» **How to complete this task**: Line by line, set down the records exactly as they appear below.

====== Information given ======

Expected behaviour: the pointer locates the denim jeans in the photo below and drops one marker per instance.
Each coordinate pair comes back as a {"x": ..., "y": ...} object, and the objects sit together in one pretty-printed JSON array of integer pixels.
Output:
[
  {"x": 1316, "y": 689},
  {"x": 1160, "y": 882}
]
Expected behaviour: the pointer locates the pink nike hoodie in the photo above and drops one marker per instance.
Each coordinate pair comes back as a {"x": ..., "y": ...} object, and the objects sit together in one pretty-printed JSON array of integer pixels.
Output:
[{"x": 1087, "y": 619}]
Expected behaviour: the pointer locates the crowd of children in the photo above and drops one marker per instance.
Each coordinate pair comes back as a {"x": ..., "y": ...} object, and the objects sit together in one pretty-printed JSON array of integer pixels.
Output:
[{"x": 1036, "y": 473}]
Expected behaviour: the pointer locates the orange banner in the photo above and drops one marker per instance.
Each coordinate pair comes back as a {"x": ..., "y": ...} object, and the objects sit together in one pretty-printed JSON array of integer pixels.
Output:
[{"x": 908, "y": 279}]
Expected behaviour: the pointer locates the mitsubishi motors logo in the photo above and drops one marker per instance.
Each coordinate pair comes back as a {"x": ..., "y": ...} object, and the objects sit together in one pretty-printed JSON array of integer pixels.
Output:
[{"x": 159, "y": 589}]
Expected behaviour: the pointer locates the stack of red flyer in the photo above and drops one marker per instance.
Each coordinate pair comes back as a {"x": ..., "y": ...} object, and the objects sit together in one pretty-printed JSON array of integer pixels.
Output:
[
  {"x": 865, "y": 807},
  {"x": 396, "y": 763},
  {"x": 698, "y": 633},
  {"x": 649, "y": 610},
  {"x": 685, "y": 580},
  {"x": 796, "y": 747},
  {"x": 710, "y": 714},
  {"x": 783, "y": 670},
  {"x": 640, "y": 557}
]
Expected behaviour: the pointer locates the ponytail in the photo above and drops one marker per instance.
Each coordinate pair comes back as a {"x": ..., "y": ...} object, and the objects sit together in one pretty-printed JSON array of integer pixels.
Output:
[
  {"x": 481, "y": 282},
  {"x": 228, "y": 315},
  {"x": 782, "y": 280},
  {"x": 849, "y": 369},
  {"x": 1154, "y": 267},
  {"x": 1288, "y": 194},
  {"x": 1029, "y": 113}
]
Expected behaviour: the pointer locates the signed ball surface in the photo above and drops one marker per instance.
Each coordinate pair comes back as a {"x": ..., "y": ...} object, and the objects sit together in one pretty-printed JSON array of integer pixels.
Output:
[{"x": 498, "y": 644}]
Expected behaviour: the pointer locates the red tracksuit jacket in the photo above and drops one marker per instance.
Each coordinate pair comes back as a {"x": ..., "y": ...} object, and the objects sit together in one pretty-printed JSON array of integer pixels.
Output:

======

» **Task solution**:
Expected behaviour: the pointer locates the denim jeans in the photo below and drops one marker per instance.
Each coordinate pair comes back as a {"x": ..., "y": ...} object, and the objects sit together in one pretty-printed JSON array of integer pixels.
Output:
[
  {"x": 1316, "y": 689},
  {"x": 1160, "y": 882}
]
Expected behaviour: the pointer locates the pink nike hoodie in the photo above and drops one marker per instance.
Each coordinate pair comes back as a {"x": ..., "y": ...} object, and the objects sit together in one pretty-printed JSON array of integer pixels.
Output:
[{"x": 1087, "y": 619}]
Expected behaviour: the pointer locates the crowd of children in the photo above and drops one marker per instance.
Each coordinate pair comes back as a {"x": ..., "y": ...} object, and the objects sit together in one pretty-printed JSON array of integer pixels.
Output:
[{"x": 1036, "y": 473}]
Expected behaviour: the pointer locates the orange banner in the photo above and drops one marker per instance.
Each coordinate pair comes back as a {"x": ..., "y": ...} object, and the objects sit together in one pretty-printed JSON array of integer pixels.
Output:
[{"x": 908, "y": 279}]
Expected behaviour: the pointer locates the mitsubishi motors logo in the photo above and drops one marker per instance.
Each coordinate pair comes back as a {"x": ..., "y": ...} object, and the objects sit together in one pretty-printed JSON array of integer pixels.
Output:
[{"x": 159, "y": 589}]
Expected behaviour: the pointer locates the stack of red flyer in the photo above and drops one marker per instance.
Each coordinate pair comes back as a {"x": ..., "y": ...} object, and the objects sit together in one pretty-printed JSON array of integer pixels.
Output:
[
  {"x": 865, "y": 807},
  {"x": 396, "y": 763},
  {"x": 698, "y": 633},
  {"x": 649, "y": 610},
  {"x": 685, "y": 580},
  {"x": 796, "y": 747},
  {"x": 710, "y": 714},
  {"x": 783, "y": 670},
  {"x": 640, "y": 557}
]
Expected behaviour: the pointer locates the ponytail in the photo above and drops one marker per instance.
Each coordinate pair comes back as a {"x": ..., "y": ...} object, and the objects sit together in one pretty-printed JSON array of integer pixels.
Output:
[
  {"x": 481, "y": 282},
  {"x": 228, "y": 315},
  {"x": 782, "y": 280},
  {"x": 849, "y": 369},
  {"x": 1154, "y": 267},
  {"x": 1288, "y": 194},
  {"x": 1029, "y": 113}
]
Expected behaviour: the pointer locates the signed ball surface in the photo above and drops one marker per instance.
Each coordinate pair comes back as a {"x": ..., "y": ...} object, and the objects sit together in one pretty-printed JSON array of integer pixels.
Output:
[{"x": 498, "y": 644}]
Expected behaviour: the pointer locates the red tracksuit jacket in the photo above and drops one marker per instance.
Each coordinate pair comes back as a {"x": ..., "y": ...} object, and the objects sit together in one pretty-printed JSON array of integer pixels.
Output:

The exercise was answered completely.